**Problem statement**. Somewhere in the records below is a line containing "Can you find the banner". Copy that line and everything after it through the end, unchanged.

(Data under study begins)

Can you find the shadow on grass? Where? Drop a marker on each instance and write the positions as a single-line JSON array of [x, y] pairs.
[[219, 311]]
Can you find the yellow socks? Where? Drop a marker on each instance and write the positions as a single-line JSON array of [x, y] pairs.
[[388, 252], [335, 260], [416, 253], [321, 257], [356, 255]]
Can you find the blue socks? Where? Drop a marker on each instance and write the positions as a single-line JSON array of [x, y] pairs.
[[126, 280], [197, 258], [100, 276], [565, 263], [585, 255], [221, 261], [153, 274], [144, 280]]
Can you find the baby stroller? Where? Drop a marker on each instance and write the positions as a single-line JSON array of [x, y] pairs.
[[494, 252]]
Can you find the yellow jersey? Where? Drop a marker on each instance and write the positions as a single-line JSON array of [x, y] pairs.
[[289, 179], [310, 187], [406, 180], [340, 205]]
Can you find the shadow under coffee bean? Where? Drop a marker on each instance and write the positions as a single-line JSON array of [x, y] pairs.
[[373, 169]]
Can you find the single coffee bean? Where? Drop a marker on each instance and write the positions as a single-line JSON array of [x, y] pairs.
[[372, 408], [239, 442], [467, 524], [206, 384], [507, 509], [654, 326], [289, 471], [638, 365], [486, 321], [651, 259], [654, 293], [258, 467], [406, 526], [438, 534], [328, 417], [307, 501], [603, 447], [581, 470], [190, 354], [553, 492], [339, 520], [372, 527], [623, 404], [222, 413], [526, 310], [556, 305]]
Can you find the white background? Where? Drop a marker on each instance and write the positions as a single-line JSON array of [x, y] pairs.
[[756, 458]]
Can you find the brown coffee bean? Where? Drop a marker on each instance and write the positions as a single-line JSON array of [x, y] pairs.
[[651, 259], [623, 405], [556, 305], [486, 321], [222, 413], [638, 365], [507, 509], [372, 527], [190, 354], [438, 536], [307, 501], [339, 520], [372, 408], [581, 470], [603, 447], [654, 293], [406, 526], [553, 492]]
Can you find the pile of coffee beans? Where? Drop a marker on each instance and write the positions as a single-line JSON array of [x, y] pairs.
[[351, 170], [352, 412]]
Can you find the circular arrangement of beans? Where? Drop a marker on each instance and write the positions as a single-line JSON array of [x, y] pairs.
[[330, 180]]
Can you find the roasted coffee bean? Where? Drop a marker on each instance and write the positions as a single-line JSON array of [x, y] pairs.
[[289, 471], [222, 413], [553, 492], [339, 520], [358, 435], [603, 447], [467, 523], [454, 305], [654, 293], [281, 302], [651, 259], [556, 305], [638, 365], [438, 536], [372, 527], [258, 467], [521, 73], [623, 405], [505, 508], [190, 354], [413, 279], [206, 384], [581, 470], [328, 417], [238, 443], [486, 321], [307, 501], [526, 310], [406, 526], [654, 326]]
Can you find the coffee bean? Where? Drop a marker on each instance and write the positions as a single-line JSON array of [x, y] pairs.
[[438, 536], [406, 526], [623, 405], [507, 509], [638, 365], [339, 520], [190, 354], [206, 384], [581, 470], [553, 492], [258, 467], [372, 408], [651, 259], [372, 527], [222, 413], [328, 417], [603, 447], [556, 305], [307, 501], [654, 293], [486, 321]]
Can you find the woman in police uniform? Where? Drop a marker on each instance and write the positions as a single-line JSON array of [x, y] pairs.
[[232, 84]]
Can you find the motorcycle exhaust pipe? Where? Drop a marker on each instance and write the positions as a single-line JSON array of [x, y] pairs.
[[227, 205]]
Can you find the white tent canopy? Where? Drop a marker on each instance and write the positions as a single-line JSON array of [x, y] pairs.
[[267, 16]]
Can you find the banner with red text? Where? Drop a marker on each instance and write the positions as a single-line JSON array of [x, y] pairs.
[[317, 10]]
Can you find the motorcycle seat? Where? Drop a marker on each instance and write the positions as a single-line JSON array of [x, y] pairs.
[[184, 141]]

(Data under study ends)

**Response to this exercise**.
Can you find the banner with red text? Where? Drop a marker on each instance and write the positions as a single-line JSON array of [x, y] pairs.
[[317, 10]]
Can you find the motorcycle seat? Where? Drop a marker on each instance and write the positions as a single-line JSON array of [x, y] pairs.
[[184, 141]]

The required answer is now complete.